-- Start of Source material --

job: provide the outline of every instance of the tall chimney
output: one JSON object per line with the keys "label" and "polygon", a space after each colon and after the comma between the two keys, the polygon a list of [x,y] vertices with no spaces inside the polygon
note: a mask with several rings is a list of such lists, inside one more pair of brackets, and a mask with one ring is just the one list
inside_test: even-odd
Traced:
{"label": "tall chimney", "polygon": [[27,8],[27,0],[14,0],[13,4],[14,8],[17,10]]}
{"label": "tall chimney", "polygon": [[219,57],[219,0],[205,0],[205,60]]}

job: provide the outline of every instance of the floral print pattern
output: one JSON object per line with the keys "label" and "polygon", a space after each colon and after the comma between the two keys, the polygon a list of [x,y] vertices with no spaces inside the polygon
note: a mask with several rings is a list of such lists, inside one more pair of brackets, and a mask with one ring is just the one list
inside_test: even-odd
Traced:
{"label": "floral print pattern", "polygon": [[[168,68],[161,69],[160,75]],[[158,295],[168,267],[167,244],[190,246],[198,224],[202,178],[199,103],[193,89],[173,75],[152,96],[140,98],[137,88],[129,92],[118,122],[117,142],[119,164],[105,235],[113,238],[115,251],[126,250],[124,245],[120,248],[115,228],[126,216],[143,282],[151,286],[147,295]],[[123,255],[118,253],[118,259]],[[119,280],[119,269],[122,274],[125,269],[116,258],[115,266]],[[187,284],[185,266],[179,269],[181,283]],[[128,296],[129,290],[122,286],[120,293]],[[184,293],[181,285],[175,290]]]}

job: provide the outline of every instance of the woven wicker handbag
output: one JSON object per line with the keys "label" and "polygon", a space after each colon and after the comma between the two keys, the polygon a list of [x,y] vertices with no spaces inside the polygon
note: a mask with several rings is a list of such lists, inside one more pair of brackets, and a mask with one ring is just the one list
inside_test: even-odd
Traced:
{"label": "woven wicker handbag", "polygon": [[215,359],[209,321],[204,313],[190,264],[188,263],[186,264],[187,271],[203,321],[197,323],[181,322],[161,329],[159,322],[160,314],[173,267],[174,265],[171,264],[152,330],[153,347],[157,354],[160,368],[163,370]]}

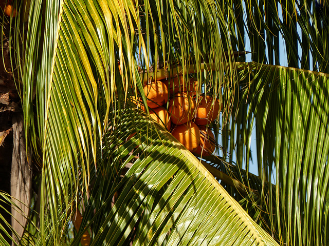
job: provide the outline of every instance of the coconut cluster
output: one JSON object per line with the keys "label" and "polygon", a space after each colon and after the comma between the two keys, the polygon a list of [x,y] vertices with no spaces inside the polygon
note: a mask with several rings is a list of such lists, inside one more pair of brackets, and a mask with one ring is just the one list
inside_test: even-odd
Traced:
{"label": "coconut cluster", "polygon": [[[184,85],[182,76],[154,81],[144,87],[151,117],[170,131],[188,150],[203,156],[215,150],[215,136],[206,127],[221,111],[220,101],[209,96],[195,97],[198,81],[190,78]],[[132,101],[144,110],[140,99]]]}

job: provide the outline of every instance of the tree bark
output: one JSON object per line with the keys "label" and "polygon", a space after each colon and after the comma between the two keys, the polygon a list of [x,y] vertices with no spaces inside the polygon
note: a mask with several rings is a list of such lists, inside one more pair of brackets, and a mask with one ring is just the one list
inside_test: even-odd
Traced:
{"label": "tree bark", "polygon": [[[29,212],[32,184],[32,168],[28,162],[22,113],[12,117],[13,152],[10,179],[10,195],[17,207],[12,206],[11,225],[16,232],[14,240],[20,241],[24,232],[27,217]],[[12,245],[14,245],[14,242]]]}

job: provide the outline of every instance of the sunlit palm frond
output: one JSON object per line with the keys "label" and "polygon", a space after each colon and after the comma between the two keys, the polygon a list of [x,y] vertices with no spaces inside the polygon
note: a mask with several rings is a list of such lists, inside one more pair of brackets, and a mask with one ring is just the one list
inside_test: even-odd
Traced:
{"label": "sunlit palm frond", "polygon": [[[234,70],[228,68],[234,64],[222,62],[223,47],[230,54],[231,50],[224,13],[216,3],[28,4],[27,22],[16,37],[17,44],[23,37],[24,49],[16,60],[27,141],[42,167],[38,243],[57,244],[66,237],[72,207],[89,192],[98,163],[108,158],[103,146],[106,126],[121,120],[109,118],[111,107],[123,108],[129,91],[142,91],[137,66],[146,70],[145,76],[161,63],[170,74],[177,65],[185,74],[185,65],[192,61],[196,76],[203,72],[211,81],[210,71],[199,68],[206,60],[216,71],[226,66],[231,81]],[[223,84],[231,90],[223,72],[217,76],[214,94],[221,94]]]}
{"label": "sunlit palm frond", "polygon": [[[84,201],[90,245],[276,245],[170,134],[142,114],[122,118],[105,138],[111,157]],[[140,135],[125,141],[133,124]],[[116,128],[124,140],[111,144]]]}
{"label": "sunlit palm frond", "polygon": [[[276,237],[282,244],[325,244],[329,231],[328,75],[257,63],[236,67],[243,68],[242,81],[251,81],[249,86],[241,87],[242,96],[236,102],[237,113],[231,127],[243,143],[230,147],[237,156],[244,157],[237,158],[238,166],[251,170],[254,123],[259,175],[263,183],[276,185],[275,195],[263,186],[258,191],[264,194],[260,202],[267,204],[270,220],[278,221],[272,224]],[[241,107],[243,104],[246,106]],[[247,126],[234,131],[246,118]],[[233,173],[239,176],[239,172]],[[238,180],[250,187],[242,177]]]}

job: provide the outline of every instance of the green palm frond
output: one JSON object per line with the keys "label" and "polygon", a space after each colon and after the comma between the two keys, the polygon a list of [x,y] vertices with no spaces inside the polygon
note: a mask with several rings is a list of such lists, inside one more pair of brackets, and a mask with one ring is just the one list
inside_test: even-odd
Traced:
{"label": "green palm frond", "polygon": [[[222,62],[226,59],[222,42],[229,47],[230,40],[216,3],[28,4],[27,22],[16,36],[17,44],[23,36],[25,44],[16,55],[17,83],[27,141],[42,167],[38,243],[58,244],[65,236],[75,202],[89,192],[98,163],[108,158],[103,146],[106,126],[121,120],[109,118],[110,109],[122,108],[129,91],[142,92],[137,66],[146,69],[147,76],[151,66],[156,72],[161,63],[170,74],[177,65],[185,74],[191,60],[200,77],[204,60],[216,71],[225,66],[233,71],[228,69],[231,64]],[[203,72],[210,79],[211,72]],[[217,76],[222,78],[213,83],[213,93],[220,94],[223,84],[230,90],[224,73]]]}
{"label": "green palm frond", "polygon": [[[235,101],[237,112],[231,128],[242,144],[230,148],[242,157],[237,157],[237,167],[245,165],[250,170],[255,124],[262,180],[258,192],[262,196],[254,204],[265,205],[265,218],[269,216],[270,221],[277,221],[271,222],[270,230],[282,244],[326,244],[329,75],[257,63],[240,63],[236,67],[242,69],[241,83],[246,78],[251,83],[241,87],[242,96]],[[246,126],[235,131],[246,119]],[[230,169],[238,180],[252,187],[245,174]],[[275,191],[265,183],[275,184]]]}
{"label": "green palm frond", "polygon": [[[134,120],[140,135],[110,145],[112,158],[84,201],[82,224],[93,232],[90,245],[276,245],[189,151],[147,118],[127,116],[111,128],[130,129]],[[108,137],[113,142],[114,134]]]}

-- End of Source material --

▶ What is needed: Write out the listing word for word, omitting the pictures it holds.

▶ Finished exercise:
job: provide the outline of every instance of the tall chimney
output: one JSON object per line with the keys "label" and "polygon", a space after each colon and after the comma between the two keys, the polygon a list of [x,y] vertices with no spaces inside the polygon
note: a mask with several rings is a list of such lists, inside one more pair of brackets, and a mask with one ring is just the one list
inside_test: even-odd
Traced:
{"label": "tall chimney", "polygon": [[27,8],[27,0],[14,0],[13,4],[14,8],[17,10]]}
{"label": "tall chimney", "polygon": [[219,57],[219,0],[205,0],[205,60]]}

job: provide the outline of every instance of the floral print pattern
output: one JSON object per line with the keys "label" and "polygon", a space after each colon and after the comma between the two keys, the polygon a list of [x,y] vertices with no spaces inside the polygon
note: a mask with several rings is a list of such lists, inside one more pair of brackets, and a mask with one ring is just the one list
inside_test: even-odd
Traced:
{"label": "floral print pattern", "polygon": [[[168,68],[161,69],[160,75]],[[158,295],[168,267],[167,244],[190,246],[198,224],[202,178],[199,103],[193,89],[173,75],[152,96],[140,98],[137,88],[129,92],[118,122],[117,142],[119,164],[105,235],[113,238],[115,251],[126,250],[124,245],[120,248],[115,228],[126,216],[143,282],[151,286],[147,295]],[[123,255],[118,253],[118,259]],[[119,280],[119,269],[122,274],[125,269],[116,258],[115,266]],[[187,284],[185,266],[179,269],[181,283]],[[128,296],[129,290],[122,286],[120,293]],[[184,293],[181,285],[175,290]]]}

job: provide the outline of every instance of the woven wicker handbag
output: one JSON object per line with the keys "label" and "polygon", a space after each colon and after the comma between the two keys, the polygon a list of [x,y] vertices with no spaces inside the polygon
note: a mask with several rings is a list of such lists, inside one more pair of brackets, and a mask with one ring is just the one list
inside_test: even-odd
Traced:
{"label": "woven wicker handbag", "polygon": [[215,359],[209,321],[204,313],[190,264],[188,263],[186,264],[187,271],[203,321],[197,323],[181,322],[161,329],[159,322],[160,314],[173,267],[174,265],[171,264],[152,330],[153,347],[157,354],[160,368],[163,370]]}

job: provide the outline of every instance of the coconut cluster
output: one JSON object per line with the keys "label" and "polygon", a space after each colon and after the comma between the two keys, the polygon a list of [x,y] vertices with no spaces inside the polygon
note: a mask with several rings is a list of such lists, inside one more pair of brackets, and a mask with one ring is just the one list
inside_test: even-odd
Traced:
{"label": "coconut cluster", "polygon": [[[184,85],[182,76],[154,81],[144,87],[151,117],[170,131],[188,150],[203,156],[215,150],[215,136],[206,127],[221,111],[220,101],[209,96],[195,97],[198,81],[190,78]],[[132,101],[144,110],[140,99]]]}

job: provide the outline of every instance of the tree bark
output: one JSON object per line with the keys "label" and "polygon", a space after each colon and after the comma between the two keys, the polygon a list of [x,y] vertices with no spaces inside the polygon
note: a mask with several rings is a list of such lists, inside one more pair of brackets, and a mask with one ring is just the one list
inside_test: even-odd
Traced:
{"label": "tree bark", "polygon": [[[29,212],[32,184],[32,168],[28,162],[22,113],[12,117],[13,152],[10,179],[10,195],[17,207],[12,206],[11,225],[16,232],[14,240],[20,241],[24,232],[27,217]],[[12,245],[14,245],[14,242]]]}

job: provide the outline of every instance of the sunlit palm frond
output: one JSON object per line with the keys "label" and "polygon", a space after each colon and after the comma between the two keys, the polygon a list of [x,y] vertices with no spaces inside the polygon
note: a mask with several rings is a list of such lists, inside one more pair of brackets, and a mask with one ring is just the one list
inside_test: even-odd
Traced:
{"label": "sunlit palm frond", "polygon": [[[234,70],[228,68],[234,64],[222,62],[223,47],[230,54],[231,50],[224,13],[216,3],[28,4],[27,22],[16,37],[17,44],[23,37],[24,49],[16,60],[27,141],[42,167],[38,243],[57,244],[66,237],[72,207],[89,192],[98,163],[108,158],[103,146],[106,126],[121,120],[109,118],[111,107],[123,108],[129,91],[142,91],[137,66],[146,70],[145,76],[161,63],[170,74],[177,65],[185,74],[185,65],[192,61],[196,76],[203,72],[211,81],[210,71],[199,68],[206,60],[216,71],[226,66],[231,81]],[[223,84],[231,90],[223,72],[217,76],[214,94],[221,94]]]}
{"label": "sunlit palm frond", "polygon": [[[84,201],[90,245],[276,245],[170,134],[142,114],[122,118],[105,138],[111,157]],[[140,135],[125,141],[133,124]],[[116,128],[124,140],[111,144]]]}
{"label": "sunlit palm frond", "polygon": [[[276,237],[282,244],[325,244],[329,231],[328,75],[257,63],[236,67],[243,68],[242,81],[251,81],[249,86],[241,87],[242,96],[236,102],[237,113],[231,127],[243,143],[230,147],[237,156],[244,157],[237,158],[238,166],[251,170],[254,123],[259,175],[263,183],[276,185],[275,195],[263,186],[258,191],[264,194],[260,202],[267,204],[270,220],[278,221],[272,224]],[[241,107],[243,104],[246,106]],[[247,126],[234,131],[246,118]],[[233,173],[239,176],[239,172]],[[238,180],[250,187],[242,177]]]}

job: provide the outline of every instance of the green palm frond
output: one JSON object per line with the keys "label" and "polygon", a space after each colon and after the comma between the two keys, the polygon a list of [x,y] vertices with no spaces inside the polygon
note: a mask with several rings is a list of such lists, inside one more pair of brackets, and a mask with one ring is just the one list
inside_test: even-odd
Traced:
{"label": "green palm frond", "polygon": [[[222,62],[226,59],[222,42],[229,47],[230,40],[216,3],[28,4],[27,22],[16,36],[17,44],[23,36],[25,44],[16,55],[17,83],[27,141],[42,167],[38,243],[58,244],[65,236],[75,202],[89,192],[98,163],[108,158],[103,146],[106,126],[121,120],[109,118],[110,109],[122,108],[129,91],[142,92],[137,66],[146,69],[147,76],[151,66],[156,72],[161,63],[170,74],[177,65],[185,74],[191,60],[200,77],[204,60],[216,71],[225,66],[233,71],[228,69],[231,64]],[[203,72],[210,79],[211,72]],[[217,76],[222,78],[213,83],[213,93],[220,94],[223,84],[230,90],[224,73]]]}
{"label": "green palm frond", "polygon": [[[235,101],[237,112],[231,128],[242,144],[230,148],[242,157],[237,157],[237,167],[245,165],[250,170],[255,124],[262,180],[258,192],[262,196],[254,204],[265,205],[265,218],[269,216],[270,221],[277,221],[271,222],[270,230],[282,244],[326,244],[329,75],[257,63],[240,63],[236,67],[242,69],[241,83],[246,78],[251,83],[241,87],[242,96]],[[246,126],[235,131],[246,119]],[[230,169],[238,180],[252,187],[245,174]],[[275,191],[265,183],[275,184]]]}
{"label": "green palm frond", "polygon": [[[134,120],[140,135],[110,145],[112,158],[84,201],[82,224],[93,232],[90,245],[276,245],[189,151],[147,118],[127,116],[111,128],[130,129]],[[108,137],[113,142],[114,134]]]}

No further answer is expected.